VORLIEGENDER TEXT:
____________
Eigenartiges Frauenbild

weitere Rezensionen von André Kesper


„Er ging nicht mehr gern zur Schule. Er litt unter der Monotonie der Tage und fühlte sich müde und ausgebrannt.“

Andreas stammt aus der Ostschweizer Provinz und arbeitet als Lehrer in Paris. Das Leben hat er nicht im Griff. Die wechselnden, flüchtigen Beziehungen vermögen nicht zu befriedigen, der Berufsalltag tut es noch weniger, und am Horizont tauchen düstere Vorzeichen einer drohenden Krankheit auf. Als sich auch die Sehnsucht nach der unvergessenen Jugendliebe nicht mehr länger ignorieren lässt, beschliesst Andreas, sein Leben radikal zu ändern.
____________
Zeigedaten für Regionen:
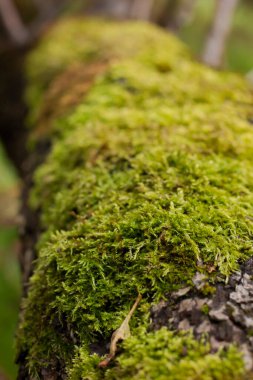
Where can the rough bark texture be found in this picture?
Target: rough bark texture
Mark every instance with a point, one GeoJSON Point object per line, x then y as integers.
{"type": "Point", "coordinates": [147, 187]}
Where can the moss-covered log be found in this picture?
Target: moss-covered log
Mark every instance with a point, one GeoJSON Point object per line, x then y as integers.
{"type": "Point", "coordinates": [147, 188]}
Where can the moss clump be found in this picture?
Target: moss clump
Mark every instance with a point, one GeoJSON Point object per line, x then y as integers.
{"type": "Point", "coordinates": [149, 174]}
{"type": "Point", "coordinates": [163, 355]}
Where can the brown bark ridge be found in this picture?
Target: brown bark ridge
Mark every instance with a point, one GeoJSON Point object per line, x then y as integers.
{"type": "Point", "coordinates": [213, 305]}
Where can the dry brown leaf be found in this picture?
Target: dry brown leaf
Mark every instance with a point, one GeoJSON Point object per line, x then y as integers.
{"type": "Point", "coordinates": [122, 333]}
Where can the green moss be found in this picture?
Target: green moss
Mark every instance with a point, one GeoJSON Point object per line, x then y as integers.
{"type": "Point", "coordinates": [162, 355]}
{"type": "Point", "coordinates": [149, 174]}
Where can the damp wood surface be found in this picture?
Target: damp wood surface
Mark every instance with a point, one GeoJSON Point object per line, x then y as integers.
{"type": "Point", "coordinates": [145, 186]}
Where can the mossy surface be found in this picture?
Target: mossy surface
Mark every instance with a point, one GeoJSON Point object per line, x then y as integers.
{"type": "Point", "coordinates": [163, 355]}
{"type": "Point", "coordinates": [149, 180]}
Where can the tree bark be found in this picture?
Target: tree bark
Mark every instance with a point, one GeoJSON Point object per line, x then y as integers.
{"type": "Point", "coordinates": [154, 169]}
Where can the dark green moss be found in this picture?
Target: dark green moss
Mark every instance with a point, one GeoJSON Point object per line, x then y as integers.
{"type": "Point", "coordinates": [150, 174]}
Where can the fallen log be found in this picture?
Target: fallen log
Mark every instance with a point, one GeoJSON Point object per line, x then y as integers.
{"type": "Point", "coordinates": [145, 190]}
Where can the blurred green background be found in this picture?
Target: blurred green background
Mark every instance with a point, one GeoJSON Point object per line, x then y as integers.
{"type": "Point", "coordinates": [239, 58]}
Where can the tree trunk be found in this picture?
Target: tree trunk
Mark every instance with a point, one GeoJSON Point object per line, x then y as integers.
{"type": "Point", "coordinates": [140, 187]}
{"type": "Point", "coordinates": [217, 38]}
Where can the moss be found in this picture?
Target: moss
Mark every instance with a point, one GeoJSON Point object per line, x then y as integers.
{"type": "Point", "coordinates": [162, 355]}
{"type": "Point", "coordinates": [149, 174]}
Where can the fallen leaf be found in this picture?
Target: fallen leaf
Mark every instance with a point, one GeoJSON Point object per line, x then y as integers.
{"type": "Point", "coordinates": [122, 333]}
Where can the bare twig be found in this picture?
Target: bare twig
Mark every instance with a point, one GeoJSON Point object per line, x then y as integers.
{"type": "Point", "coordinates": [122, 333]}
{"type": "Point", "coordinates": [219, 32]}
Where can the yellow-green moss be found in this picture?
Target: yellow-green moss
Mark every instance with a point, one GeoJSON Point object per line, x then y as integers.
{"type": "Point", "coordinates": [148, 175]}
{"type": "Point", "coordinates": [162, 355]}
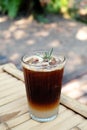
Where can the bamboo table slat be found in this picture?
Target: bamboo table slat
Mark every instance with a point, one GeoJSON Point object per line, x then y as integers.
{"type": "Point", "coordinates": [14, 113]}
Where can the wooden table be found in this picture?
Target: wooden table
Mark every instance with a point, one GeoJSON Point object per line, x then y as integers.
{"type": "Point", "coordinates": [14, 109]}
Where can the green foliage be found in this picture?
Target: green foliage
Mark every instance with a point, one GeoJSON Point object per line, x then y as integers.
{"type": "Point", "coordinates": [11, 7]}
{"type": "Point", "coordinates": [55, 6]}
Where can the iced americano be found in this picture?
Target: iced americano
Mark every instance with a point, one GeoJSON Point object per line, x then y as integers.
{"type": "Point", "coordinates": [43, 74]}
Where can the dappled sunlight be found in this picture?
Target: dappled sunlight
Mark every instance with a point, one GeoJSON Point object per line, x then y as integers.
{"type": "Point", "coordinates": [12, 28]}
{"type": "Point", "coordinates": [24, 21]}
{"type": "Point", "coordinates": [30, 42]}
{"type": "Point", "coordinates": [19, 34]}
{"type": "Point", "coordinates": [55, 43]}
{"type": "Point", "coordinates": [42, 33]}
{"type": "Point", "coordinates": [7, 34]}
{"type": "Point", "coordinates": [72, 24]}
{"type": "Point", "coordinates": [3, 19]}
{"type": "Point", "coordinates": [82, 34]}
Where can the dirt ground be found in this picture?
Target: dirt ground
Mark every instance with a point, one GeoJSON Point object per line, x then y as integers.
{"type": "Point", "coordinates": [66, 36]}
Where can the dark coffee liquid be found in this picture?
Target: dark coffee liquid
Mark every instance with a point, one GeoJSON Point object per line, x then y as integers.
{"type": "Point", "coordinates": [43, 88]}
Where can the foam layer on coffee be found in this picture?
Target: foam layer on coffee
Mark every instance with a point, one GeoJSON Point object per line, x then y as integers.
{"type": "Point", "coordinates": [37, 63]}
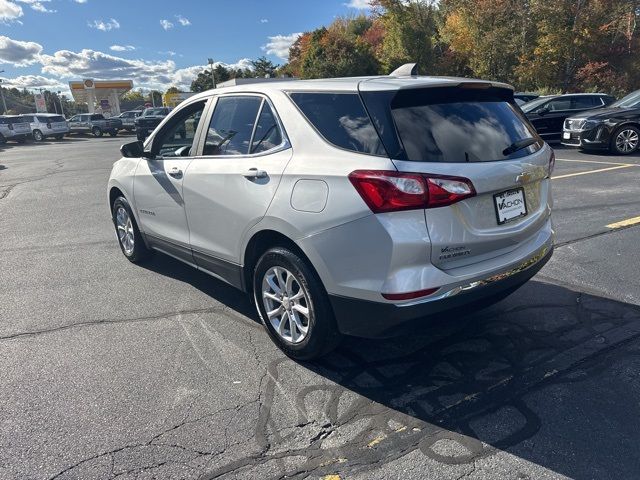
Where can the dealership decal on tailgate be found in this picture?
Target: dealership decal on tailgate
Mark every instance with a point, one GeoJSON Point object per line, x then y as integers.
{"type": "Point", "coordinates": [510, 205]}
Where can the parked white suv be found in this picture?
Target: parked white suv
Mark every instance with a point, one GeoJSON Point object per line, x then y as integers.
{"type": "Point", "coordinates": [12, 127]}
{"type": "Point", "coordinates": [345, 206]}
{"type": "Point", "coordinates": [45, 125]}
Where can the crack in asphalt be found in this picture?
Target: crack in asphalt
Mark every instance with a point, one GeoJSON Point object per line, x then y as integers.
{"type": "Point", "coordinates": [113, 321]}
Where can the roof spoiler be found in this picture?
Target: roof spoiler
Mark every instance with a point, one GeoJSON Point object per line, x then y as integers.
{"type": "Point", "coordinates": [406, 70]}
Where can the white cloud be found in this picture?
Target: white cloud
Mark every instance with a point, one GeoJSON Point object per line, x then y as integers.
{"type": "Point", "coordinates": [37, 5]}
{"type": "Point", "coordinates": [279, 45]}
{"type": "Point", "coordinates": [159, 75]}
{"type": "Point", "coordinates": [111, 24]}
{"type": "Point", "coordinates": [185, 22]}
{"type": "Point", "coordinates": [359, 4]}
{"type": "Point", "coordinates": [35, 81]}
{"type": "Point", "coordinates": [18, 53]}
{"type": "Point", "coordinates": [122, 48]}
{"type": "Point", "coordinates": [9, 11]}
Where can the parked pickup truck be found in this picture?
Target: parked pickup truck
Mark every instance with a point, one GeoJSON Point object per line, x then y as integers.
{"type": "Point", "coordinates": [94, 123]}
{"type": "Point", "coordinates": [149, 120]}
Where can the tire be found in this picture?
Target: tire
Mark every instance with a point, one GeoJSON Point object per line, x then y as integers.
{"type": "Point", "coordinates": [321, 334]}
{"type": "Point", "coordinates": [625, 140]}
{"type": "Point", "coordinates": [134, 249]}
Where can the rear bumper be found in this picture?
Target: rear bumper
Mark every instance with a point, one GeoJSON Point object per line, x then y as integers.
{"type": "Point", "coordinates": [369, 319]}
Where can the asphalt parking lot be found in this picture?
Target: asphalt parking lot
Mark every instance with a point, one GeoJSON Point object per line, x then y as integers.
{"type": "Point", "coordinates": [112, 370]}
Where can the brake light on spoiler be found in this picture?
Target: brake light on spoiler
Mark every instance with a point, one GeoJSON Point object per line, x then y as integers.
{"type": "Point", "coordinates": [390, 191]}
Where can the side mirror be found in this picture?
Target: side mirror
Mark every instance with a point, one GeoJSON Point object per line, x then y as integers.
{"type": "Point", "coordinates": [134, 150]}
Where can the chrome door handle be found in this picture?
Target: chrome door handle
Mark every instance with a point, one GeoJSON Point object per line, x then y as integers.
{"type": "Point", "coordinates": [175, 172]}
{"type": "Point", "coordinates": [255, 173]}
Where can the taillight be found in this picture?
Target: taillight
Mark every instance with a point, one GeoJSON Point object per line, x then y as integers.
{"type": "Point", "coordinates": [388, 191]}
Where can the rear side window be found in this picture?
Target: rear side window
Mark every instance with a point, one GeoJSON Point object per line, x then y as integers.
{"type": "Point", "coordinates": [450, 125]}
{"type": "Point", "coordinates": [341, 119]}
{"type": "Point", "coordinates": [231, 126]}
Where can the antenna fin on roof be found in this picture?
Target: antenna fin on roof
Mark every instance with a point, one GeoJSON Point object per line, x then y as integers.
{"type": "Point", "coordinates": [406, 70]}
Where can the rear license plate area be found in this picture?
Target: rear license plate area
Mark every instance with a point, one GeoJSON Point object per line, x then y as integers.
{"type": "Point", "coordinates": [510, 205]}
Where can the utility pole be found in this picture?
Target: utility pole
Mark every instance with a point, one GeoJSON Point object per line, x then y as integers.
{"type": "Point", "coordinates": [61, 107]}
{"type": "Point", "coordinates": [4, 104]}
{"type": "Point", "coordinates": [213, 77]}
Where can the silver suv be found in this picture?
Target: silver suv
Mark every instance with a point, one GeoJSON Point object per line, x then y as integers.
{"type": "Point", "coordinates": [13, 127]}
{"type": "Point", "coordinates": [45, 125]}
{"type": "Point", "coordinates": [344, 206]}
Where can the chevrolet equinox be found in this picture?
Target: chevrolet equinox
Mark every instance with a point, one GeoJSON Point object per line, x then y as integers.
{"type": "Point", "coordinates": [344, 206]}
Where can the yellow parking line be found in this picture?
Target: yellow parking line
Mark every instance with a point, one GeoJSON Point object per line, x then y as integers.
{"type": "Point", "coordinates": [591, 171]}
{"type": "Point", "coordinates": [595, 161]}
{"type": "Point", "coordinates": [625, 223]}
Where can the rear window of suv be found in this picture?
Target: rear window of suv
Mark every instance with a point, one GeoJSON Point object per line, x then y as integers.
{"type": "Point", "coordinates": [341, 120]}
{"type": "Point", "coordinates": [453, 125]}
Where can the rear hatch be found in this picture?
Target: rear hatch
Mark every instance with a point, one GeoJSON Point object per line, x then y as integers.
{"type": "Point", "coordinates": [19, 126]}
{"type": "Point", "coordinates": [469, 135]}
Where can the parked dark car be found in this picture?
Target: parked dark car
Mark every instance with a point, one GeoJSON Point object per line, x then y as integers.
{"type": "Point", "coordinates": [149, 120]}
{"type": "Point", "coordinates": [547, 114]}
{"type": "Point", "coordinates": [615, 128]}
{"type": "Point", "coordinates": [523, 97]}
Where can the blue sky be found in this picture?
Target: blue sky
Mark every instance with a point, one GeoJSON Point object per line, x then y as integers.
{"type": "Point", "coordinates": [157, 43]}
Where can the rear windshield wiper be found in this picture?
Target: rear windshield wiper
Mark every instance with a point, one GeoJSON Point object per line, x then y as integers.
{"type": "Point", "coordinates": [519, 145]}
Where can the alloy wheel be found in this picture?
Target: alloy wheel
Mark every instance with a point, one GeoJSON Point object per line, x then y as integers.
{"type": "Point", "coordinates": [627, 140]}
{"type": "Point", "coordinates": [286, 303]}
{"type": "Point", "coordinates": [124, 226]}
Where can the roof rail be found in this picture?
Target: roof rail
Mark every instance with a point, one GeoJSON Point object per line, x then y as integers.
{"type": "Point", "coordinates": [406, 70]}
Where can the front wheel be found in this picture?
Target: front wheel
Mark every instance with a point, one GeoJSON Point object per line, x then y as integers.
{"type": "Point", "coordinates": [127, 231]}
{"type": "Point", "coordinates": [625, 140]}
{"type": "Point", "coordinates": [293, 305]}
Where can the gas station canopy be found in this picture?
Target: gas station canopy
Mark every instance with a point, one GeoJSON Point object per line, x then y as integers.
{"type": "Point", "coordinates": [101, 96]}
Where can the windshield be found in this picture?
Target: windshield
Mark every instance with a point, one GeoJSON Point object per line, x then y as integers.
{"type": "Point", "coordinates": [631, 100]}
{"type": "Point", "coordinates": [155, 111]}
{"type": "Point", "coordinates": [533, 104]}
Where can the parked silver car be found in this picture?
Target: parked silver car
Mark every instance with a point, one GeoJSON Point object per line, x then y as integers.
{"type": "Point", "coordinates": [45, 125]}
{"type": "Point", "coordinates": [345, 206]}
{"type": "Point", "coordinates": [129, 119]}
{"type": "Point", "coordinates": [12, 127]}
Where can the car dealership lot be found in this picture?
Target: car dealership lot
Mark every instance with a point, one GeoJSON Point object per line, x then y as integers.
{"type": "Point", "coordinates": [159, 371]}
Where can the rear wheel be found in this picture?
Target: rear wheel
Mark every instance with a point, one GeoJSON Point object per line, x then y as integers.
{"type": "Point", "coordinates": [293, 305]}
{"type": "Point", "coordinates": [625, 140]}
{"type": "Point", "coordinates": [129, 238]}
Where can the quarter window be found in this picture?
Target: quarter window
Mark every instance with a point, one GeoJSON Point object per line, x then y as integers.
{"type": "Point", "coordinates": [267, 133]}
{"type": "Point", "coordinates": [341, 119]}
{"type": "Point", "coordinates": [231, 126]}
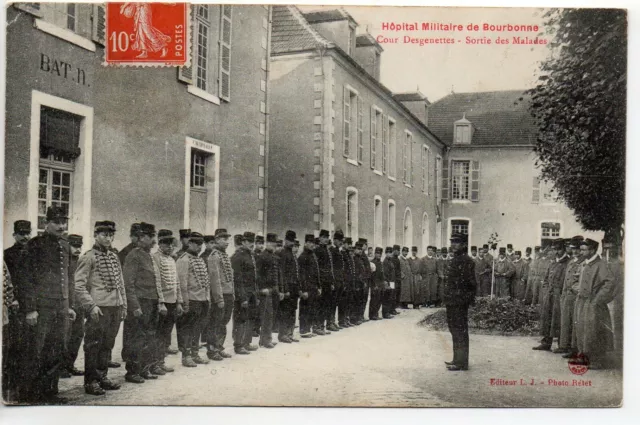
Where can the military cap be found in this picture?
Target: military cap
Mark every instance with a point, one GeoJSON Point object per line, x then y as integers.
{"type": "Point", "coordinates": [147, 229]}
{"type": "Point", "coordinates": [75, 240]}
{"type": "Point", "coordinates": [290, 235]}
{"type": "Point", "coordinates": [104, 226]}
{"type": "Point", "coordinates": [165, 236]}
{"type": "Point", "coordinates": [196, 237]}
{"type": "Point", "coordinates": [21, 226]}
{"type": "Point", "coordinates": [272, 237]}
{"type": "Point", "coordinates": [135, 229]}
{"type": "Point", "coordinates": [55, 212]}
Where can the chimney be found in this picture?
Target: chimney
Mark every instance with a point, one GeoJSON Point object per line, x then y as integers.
____________
Würdest du aus der Rezension oben alles von „weitere Rezensionen von“ bis hinunter zu „radikal zu ändern.“ Wort für Wort abschreiben?

LÖSUNG:
weitere Rezensionen von André Kesper


„Er ging nicht mehr gern zur Schule. Er litt unter der Monotonie der Tage und fühlte sich müde und ausgebrannt.“

Andreas stammt aus der Ostschweizer Provinz und arbeitet als Lehrer in Paris. Das Leben hat er nicht im Griff. Die wechselnden, flüchtigen Beziehungen vermögen nicht zu befriedigen, der Berufsalltag tut es noch weniger, und am Horizont tauchen düstere Vorzeichen einer drohenden Krankheit auf. Als sich auch die Sehnsucht nach der unvergessenen Jugendliebe nicht mehr länger ignorieren lässt, beschliesst Andreas, sein Leben radikal zu ändern.